(Provided records begins)
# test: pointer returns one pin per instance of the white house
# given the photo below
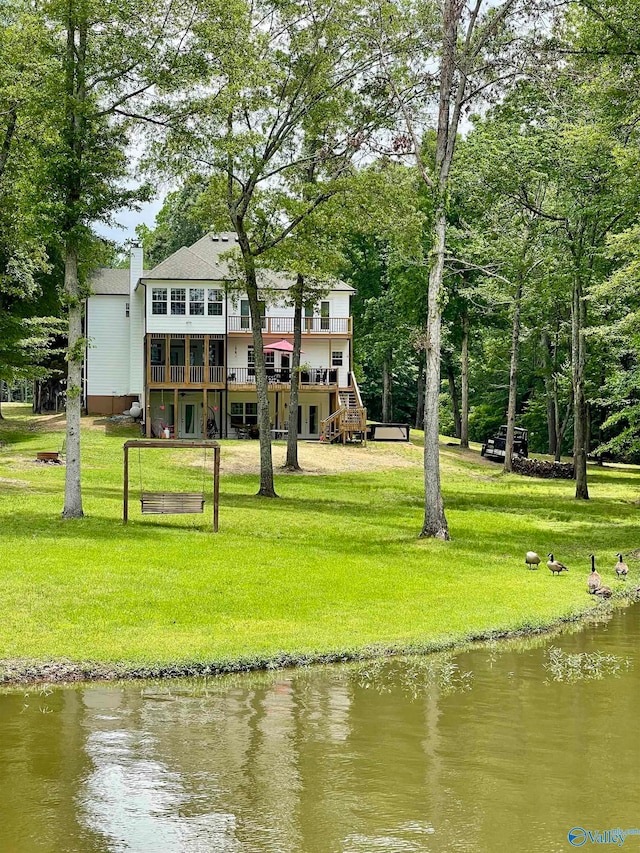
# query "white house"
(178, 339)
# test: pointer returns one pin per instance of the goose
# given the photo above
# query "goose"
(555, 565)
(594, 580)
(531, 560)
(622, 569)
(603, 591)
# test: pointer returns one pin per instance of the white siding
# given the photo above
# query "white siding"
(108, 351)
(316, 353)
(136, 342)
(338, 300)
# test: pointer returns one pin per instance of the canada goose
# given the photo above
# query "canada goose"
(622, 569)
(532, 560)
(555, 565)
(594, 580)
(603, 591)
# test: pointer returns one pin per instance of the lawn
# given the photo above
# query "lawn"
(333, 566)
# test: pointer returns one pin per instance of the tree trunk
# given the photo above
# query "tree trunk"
(Provided records ends)
(Provided records begins)
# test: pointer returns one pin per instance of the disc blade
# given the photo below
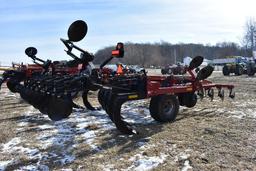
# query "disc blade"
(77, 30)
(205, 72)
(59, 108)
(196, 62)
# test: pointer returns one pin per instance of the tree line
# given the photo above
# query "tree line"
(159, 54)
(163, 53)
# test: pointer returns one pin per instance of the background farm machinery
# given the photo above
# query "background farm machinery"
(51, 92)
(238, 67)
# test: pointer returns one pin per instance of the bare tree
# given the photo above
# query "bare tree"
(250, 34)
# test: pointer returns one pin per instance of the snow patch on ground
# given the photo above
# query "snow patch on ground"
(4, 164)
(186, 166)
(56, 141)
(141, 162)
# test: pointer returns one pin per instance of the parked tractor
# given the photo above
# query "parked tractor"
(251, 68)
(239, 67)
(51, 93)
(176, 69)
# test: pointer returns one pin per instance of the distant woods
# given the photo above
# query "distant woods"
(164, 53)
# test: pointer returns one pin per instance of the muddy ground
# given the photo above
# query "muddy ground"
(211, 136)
(Provided records ends)
(Provided records begins)
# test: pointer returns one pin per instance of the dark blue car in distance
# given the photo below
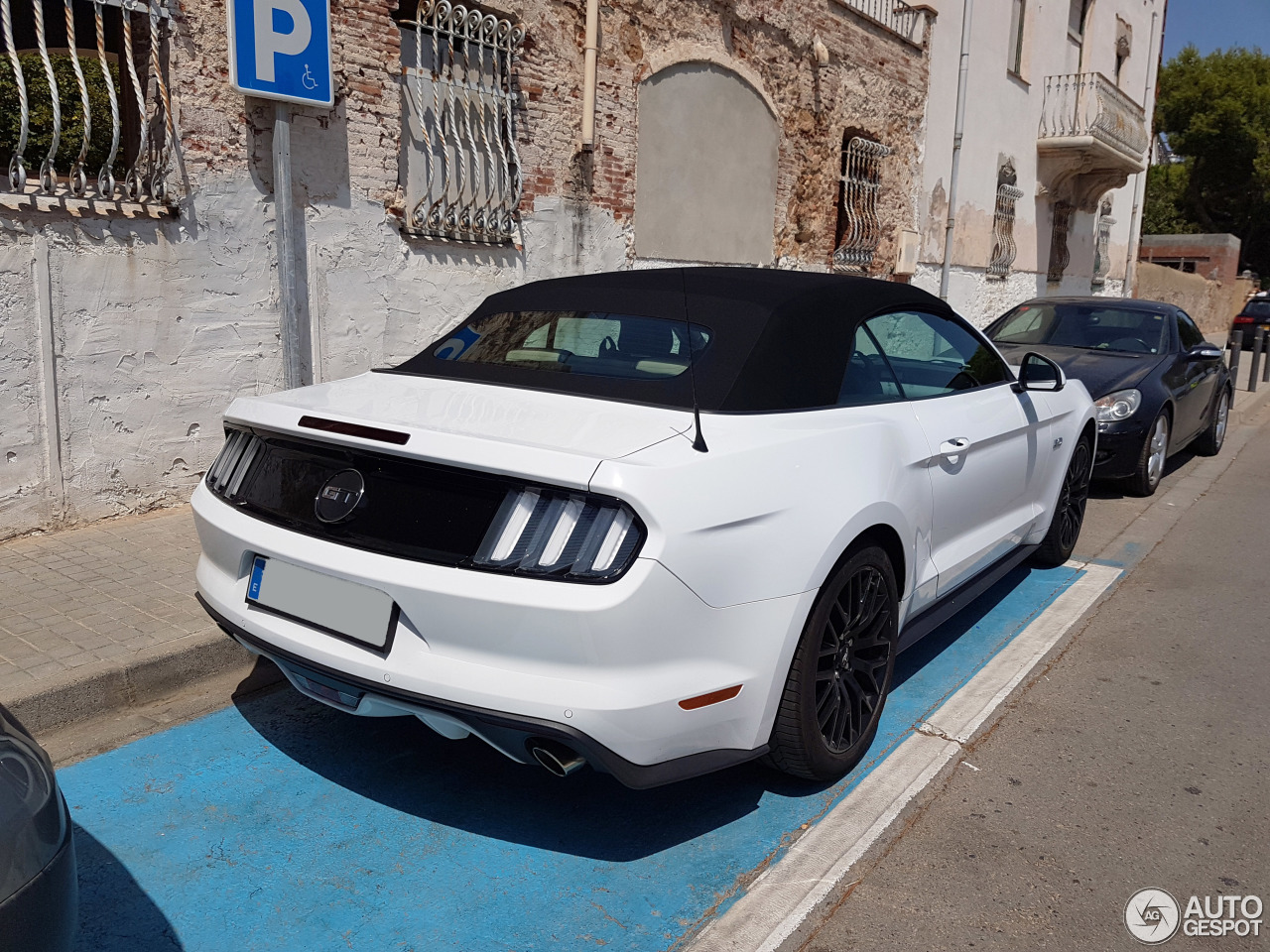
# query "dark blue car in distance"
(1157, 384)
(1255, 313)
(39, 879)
(Provided records ends)
Task statement: Search the entries for the string "trunk" and copy each line where it occurs.

Answer box:
# test: pointer returns one pin per instance of the tree trunk
# query "tree trunk"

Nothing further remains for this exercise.